_AIM OF THE TASK_
Please write the next part of the veterinary workplace blog post below, picking up after its final paragraph.

SUPPLIED PASSAGE section start

05 May 2021
Our Good workplace journey – Part 2
21 Sep 2021 | Tanya Crawley
Tanya Crawley shares the results of her workplace's improvement journey using the BVA good veterinary workplaces resources.
As I mentioned in my first blog, to begin our Good workplace journey, my team focused on the workload and flexibility section of the BVA Good workplaces voluntary code. We chose this as an easy, understandable and non-threatening place to start. It was also the perfect place to begin since the pandemic had completely changed how we worked, and we were looking for ways to relieve some of the pressures. This blog outlines some of the key achievements we’ve made so far.
Fair and rewarded hours
One of the core principles from the BVA Good workplace voluntary code was to have fair and anticipated working hours, recognising and rewarding work above contracted hours.
We introduced a clear overtime policy, to make sure anyone who stays late gets recognised and rewarded fairly. In doing so, we also found that this acts as a red flag, alerting us to problems in our working days.
If we find that team members are regularly staying late, we are able to look openly and honestly at what has been happening to lead to that. The policy has helped us to identify pinch points, and to take steps to make sure they do not continue. We absolutely want to reward overtime, but more importantly, we want to prevent it from being necessary as much as possible.
We are now trialling an app in which team members clock in and out, to help us further identify any pinch points during our working week. Using the app is entirely optional and doesn’t suit everyone, but I personally find it useful as it gives me a sense of starting and stopping a shift, like my own personal on/off switch.

SUPPLIED PASSAGE section end
GIVEN RECORDS section start

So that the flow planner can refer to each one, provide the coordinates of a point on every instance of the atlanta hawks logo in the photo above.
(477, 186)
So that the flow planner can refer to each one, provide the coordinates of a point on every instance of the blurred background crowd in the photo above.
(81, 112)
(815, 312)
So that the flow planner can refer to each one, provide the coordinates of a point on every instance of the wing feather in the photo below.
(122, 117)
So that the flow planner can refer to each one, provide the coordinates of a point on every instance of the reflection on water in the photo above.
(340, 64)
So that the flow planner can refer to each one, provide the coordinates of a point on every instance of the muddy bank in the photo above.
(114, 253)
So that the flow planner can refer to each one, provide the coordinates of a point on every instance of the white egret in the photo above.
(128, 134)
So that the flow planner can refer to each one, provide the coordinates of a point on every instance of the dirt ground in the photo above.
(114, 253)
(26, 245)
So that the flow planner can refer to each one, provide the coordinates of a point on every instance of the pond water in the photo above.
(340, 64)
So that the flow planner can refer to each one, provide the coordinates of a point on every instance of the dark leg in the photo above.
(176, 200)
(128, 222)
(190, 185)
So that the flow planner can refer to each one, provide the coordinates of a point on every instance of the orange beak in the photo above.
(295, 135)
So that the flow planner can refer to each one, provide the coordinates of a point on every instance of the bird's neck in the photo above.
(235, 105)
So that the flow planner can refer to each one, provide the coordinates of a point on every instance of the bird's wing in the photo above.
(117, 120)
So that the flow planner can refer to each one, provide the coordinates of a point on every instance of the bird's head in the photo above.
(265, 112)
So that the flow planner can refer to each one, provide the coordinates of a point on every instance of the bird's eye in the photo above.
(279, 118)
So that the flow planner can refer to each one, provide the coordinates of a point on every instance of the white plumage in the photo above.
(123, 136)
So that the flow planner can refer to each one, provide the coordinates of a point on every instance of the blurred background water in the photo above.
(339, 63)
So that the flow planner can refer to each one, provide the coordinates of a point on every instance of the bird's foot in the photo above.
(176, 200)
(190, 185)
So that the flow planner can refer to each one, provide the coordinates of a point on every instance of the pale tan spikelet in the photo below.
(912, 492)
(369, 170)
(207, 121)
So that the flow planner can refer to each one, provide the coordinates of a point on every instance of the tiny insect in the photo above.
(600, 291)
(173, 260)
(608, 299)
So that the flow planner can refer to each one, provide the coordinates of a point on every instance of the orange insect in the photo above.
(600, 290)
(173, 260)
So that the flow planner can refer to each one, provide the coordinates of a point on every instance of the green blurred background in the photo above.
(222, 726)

GIVEN RECORDS section end

_RESPONSE BOX_
Now we have got better at recognising when team members stay late, I’ve also started thinking about how best to recognise other actions that go above and beyond, especially those I may not be aware of. It’s reminded us of the importance of saying thank you, and I am always especially grateful when I get thanked as the boss. I’ll be looking at the Reward and recognition section for ideas on this soon.
Another key principle is that Good workplaces should make sure regular breaks are structured, protected, and adhered to.
This was a great example of how the BVA resources backed up what I had been saying for years, and how everyone needs to take responsibility for their own part. Our team members already had scheduled lunch breaks, but hardly ever made use of them. Once they’d got into a habit of not taking breaks, it was all too easy to fill the time with extra work.
Watching the BVA and VDS training webinar on this topic really helped my team to understand why breaks are so important, and why they are always in the diary. Now the vast majority of our team do take their breaks, which makes for much healthier and refreshed colleagues in the afternoons.
Looking ahead, we are now planning to physically change the clinic to provide a better rest area for the team and continue with the improvements we have already seen.
A key theme running through the Good workplaces work is the importance of communication.
As we have encouraged the team to speak about their workload and how we can improve, this has opened the door to discussing other difficult topics, eg presenteeism.
We recognise that, after such a difficult 18 months, we need to take extra care to make sure everyone can cope with their day to day work. We’ve always been good at checking in with team members, but now make a point of doing so every morning in team meetings. We ask everyone to tell us how “full their sink is today”, an analogy for how stressed they are feeling. If a colleagues’ sink is overflowing, we simply ask if that is due to work stress or other stress – we don’t need the details unless they choose to share. Finally, we ask what they need from us today to help – sometimes they just want to get on with their day, and other times we can provide support.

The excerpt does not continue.